[TASK PROMPT]
Locate, in the data below, the line that contains "Target: light blue vest with number" and the line that contains "Spot the yellow"; reproduce exactly those two lines and every line between them, nothing more.

(SOURCE MATERIAL Opens)

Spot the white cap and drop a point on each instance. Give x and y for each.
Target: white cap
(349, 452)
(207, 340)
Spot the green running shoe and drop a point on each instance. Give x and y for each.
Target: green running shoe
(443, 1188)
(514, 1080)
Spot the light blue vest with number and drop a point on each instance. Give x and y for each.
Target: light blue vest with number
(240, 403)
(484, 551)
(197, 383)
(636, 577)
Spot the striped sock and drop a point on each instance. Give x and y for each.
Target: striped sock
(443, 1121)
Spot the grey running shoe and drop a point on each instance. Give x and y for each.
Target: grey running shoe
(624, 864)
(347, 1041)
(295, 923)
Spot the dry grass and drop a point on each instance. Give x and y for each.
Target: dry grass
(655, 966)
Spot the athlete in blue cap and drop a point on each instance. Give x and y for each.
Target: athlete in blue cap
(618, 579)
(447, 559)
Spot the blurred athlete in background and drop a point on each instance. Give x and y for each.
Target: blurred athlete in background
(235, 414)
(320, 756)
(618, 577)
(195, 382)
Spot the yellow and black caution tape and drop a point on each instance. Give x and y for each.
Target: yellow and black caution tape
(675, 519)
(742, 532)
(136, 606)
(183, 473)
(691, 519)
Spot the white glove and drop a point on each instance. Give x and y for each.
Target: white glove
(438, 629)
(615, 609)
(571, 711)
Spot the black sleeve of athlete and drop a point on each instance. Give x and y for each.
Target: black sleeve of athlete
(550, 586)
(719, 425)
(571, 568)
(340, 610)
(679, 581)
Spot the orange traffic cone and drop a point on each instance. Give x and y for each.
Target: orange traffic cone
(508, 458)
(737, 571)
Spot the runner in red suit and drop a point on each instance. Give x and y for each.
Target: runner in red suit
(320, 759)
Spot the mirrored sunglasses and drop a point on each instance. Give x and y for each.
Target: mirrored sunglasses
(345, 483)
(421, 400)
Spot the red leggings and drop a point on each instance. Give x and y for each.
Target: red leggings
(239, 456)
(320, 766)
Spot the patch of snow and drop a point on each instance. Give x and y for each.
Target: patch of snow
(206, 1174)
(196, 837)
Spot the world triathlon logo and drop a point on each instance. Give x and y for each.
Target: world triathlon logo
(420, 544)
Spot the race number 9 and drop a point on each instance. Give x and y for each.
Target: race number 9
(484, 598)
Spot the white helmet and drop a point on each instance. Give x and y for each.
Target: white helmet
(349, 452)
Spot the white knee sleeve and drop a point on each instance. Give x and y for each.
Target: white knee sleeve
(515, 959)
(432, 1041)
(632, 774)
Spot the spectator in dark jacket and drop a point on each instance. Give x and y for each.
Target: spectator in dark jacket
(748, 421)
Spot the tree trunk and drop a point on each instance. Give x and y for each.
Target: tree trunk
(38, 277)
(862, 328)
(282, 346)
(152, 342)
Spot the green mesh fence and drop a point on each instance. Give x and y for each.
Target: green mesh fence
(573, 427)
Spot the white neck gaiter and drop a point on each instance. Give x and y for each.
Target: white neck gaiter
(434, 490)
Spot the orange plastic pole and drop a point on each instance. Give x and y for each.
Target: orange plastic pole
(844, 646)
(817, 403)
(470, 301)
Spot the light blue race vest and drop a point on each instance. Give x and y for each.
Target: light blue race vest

(SOURCE MATERIAL Closes)

[TASK ANSWER]
Target: light blue vest with number
(240, 403)
(484, 551)
(197, 383)
(636, 577)
Spot the striped sock and drop a point on each instance. Give x and y for each.
Target: striped sock
(443, 1121)
Spot the grey running shoe and drop a point on each instance. Give x and y for each.
Target: grey running shoe
(624, 864)
(347, 1041)
(295, 923)
Spot the dry grass and drop a point on each instance. Give x and y for each.
Target: dry grass
(655, 966)
Spot the athlete in blue cap and drop a point on each instance. Give x and y for each.
Target: athlete in blue cap
(618, 579)
(447, 559)
Spot the blurred athlete in background and drop a point on each instance. Give x and y for each.
Target: blurred athlete in background
(235, 414)
(320, 756)
(618, 577)
(195, 382)
Spot the yellow and black caution tape and drop a point on each instance. Give x and y for each.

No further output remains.